• GIVEN PROBLEM
Report every line of the data below that contains the string "truck", copying each such line in full.

[Data entries]
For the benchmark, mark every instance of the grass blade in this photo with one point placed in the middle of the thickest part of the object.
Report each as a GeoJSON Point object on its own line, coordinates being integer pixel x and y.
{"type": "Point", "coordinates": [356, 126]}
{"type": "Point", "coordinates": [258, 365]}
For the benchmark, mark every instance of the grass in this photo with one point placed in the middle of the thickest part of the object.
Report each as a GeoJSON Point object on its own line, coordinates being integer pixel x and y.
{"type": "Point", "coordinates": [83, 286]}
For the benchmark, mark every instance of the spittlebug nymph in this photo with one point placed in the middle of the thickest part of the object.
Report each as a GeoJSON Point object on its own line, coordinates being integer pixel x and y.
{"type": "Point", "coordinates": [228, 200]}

...

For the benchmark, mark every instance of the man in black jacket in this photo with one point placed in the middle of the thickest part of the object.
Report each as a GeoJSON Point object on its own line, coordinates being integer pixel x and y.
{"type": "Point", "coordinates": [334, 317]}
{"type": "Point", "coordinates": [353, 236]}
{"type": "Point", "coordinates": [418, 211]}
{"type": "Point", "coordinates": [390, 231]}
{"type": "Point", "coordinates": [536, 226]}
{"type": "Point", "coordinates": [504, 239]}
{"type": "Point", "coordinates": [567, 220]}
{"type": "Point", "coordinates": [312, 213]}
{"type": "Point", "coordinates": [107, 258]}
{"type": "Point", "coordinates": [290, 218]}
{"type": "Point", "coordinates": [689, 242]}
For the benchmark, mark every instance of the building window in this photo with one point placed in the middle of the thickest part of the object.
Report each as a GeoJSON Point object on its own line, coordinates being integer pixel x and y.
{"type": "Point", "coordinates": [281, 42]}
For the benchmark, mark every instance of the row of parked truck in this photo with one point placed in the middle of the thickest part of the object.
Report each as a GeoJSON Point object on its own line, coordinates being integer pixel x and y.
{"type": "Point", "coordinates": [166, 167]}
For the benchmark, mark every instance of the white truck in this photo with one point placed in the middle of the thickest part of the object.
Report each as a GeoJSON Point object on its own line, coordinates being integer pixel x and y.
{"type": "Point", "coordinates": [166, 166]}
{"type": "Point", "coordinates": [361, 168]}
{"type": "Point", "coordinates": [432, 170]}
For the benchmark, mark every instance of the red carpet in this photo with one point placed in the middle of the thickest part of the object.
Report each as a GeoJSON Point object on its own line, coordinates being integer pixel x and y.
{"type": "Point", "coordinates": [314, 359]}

• FINAL ANSWER
For the benchmark, mark every instance of the row of parked truck in this photo with one point placed in the middle of the thickest part of the object.
For the benchmark, mark every instance of the white truck in this photo with one point placed in the middle of the thickest part of the object.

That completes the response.